Each entry is to be given again precisely, and no picture may be carried over.

Records to use below:

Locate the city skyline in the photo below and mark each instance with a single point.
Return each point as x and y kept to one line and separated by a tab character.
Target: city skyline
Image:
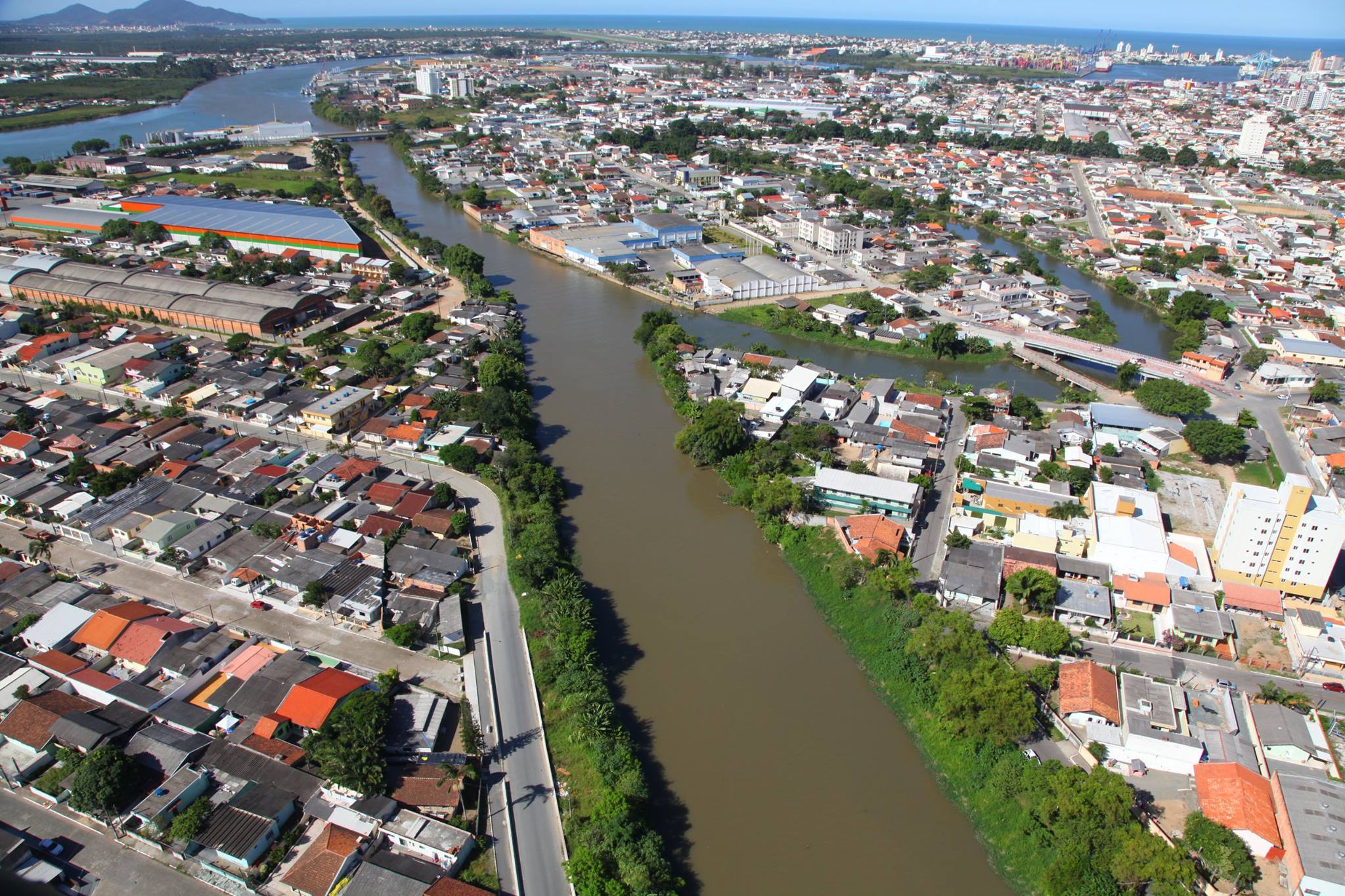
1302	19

End of Records to use.

### [Answer to this problem]
Locate the city skyline in the photo below and mark each instance with a single point.
Return each point as x and y kept to one line and separated by a tab character.
Target: city skyline
Image:
1302	19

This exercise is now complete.